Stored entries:
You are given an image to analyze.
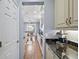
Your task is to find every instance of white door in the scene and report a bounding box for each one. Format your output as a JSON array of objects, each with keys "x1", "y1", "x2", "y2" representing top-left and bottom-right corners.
[{"x1": 55, "y1": 0, "x2": 68, "y2": 27}]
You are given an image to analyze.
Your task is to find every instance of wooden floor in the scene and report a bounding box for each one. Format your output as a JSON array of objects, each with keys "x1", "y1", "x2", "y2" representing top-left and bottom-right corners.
[{"x1": 24, "y1": 34, "x2": 42, "y2": 59}]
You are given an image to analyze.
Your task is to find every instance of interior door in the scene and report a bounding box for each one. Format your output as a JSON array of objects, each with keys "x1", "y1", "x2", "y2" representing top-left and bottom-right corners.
[{"x1": 0, "y1": 0, "x2": 19, "y2": 59}]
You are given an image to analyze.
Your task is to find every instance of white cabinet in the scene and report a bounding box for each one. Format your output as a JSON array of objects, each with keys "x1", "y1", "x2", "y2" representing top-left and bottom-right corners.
[
  {"x1": 55, "y1": 0, "x2": 78, "y2": 28},
  {"x1": 46, "y1": 45, "x2": 59, "y2": 59}
]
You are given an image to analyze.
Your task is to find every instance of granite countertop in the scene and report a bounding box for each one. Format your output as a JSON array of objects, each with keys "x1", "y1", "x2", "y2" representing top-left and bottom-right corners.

• [DIRECTIVE]
Quote the records above exactly, leaving out any pictures.

• [ANSWER TO THE EXERCISE]
You are given an image to analyze.
Your task is to find every instance of white door in the scene and report a bounding box for each one. Format your output as a JSON array of objects, each with keys "x1", "y1", "x2", "y2" representing top-left and bottom-right corners.
[{"x1": 55, "y1": 0, "x2": 68, "y2": 27}]
You are given an image to analyze.
Your task is to find every instance of wooden floor in the scene and report a bounding box for each one. Format your output as a JSON array of objects, each with keys "x1", "y1", "x2", "y2" representing top-left and bottom-right corners.
[{"x1": 24, "y1": 34, "x2": 42, "y2": 59}]
You are given an image to analyze.
Your task is to find every instance of interior door in the scene and report a bounding box for each one. Format your output as a JSON array of objects, each with keys "x1", "y1", "x2", "y2" representing top-left and bottom-right corners.
[{"x1": 0, "y1": 0, "x2": 19, "y2": 59}]
You are given an image to analyze.
Your task is to find every instance of white cabinet in the scene and report a bounding box for each one. Format your output as a JSON array of objects, each with keys "x1", "y1", "x2", "y2" representing top-left and bottom-right corners.
[
  {"x1": 55, "y1": 0, "x2": 78, "y2": 28},
  {"x1": 46, "y1": 45, "x2": 59, "y2": 59}
]
You are given an image to analyze.
Your task is to find every instance of granite countertop in the scene and report a bounding box for each one. Format your output as a JSON array of objects, each with keys "x1", "y1", "x2", "y2" representing top-left and bottom-right corners.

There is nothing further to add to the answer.